(PROVIDED PASSAGE)

Sadly Labour, still  the  main opposition party, welcomes the decision to continue with Hinckley Point C because it will create jobs, as though the many alternatives wouldn't.

It is difficult not to despair of British politics.

Monday 12 September 2016

Britain's complacent entrepreneurs.

At last a leading Tory, DR Liam Fox, Secretary of State for International Trade no less, has blown the gaffe. Britain's poor export performance is due to "business executives [who] would rather be playing golf on a Friday afternoon than negotiating export deals."

Good for him and about time too. 

For most of my lifetime Britain's poor economic performance has been blamed variously on lazy workers,  obstructive trade unions, inadequate education, absenteeism, restrictive red tape (even before we joined the EU), too many holidays, excessive pay demands, suffocating bureaucracy (this particularity in the nationalised industries),  and any thing else by which the onus can be placed on the workers and measures to protect their  interests and dignity.

My own list  has placed more emphasis on under- investment, short-termism, under-investment, poor management, under-investment, feeble  marketing, under-investment, lack of language skills, under-investment, failure to integrate the workforce into the management structure,  under-investment, lack of training and retraining (unless someone else pays for it), under-investment, and  a tendency to produce what people used to want rather than what they will want in the future.  Oh, and under-investment.

For the twenty or more years after the war "Made in Britain" was still seen as a guarantee of quality and Britain's firms tended to rely on this, rather than efficient marketing, to sell their products.Foreigners who wanted one of our products could form an orderly queue and when convenient we would supply one.  This certainly seemed to be the case with Landrover and Papua New guinea.  Until the 1960s even the German missionaries used Landrovers.  If you needed a spare part then a posh sounding firm would order you one and it might come in on the next boat but three.

 Then along came Toyota, highly competitive on price as well as quality.  I think they trained mechanics and  set up their service centres and spares departments before they sold any vehicles (as I believe did Volkswagen before they sold any cars in the US).  By he time I left PNG nearly all 4x4 vehicles were Toyotas or Suzukis, and Landrovers had become a rarity.

In marketing, our reliance on quality has now been replaced by the belief that, since much of the world speaks English, we needn't bother to learn their languages. However I understand that, whereas foreign buyers are very happy to talk to our representatives in English - they appreciate the opportunity to practise - they  tend to buy form those who speak their language.

So Dr Fox is right - those complacent entrepreneurs should get off the golf-courses and, among other things, get stuck into learning Chinese, Spanish and Bahasa Indonesian.

Saturday 10 September 2016

The return of the Secondary Moderns (aka HQNSSs)

I recently read an article which pointed out that, if there were a school with  two dinner queues, a short one which specially attractive dishes reserved  for those pupils who scored As and Bs for their work, and a much longer one with more mundane food for the rest, we should be horrified.

But by selective education we do exactly that, and the reward for the selected is not just a tastier lunch, but all the best opportunities in life.

(REQUIREMENTS)
- a) Quote the blog excerpt from "Monday 12 September" up to and including "interests and dignity.".
- b) According to the blog excerpt, what government post does Liam Fox hold?

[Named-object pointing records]
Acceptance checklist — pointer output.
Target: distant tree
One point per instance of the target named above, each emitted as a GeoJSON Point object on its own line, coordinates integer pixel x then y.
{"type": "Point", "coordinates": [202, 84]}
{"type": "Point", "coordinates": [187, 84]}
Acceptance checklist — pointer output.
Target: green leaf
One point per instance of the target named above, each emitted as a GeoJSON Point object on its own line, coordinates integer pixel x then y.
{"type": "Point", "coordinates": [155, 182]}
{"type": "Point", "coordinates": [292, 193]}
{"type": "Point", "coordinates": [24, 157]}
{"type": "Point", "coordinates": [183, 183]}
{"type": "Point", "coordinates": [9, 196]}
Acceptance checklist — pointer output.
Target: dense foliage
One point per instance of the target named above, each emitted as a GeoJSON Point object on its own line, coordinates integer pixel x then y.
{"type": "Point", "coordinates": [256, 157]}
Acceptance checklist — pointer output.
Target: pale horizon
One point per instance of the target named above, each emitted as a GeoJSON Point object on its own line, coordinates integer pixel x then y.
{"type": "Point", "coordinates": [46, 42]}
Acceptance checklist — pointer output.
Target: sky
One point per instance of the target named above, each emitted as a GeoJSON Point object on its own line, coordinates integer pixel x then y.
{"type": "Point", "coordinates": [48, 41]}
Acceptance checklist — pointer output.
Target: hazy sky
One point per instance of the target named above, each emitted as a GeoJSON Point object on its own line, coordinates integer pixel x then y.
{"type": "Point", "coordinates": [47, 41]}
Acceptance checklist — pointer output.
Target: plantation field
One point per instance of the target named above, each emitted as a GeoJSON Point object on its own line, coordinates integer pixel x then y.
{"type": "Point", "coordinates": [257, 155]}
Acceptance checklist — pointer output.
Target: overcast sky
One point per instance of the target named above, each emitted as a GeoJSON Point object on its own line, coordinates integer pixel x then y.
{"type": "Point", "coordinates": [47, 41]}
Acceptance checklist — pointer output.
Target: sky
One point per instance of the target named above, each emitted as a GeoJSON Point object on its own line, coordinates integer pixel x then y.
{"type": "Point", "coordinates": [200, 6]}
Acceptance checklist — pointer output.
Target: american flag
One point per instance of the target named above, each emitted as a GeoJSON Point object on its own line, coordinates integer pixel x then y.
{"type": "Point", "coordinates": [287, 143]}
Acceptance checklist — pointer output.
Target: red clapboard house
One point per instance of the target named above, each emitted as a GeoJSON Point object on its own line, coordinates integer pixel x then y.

(RESULTS OF THE EXERCISE)
- a)
Monday 12 September 2016

Britain's complacent entrepreneurs.

At last a leading Tory, DR Liam Fox, Secretary of State for International Trade no less, has blown the gaffe. Britain's poor export performance is due to "business executives [who] would rather be playing golf on a Friday afternoon than negotiating export deals."

Good for him and about time too. 

For most of my lifetime Britain's poor economic performance has been blamed variously on lazy workers,  obstructive trade unions, inadequate education, absenteeism, restrictive red tape (even before we joined the EU), too many holidays, excessive pay demands, suffocating bureaucracy (this particularity in the nationalised industries),  and any thing else by which the onus can be placed on the workers and measures to protect their  interests and dignity.

- b) Secretary of State for International Trade.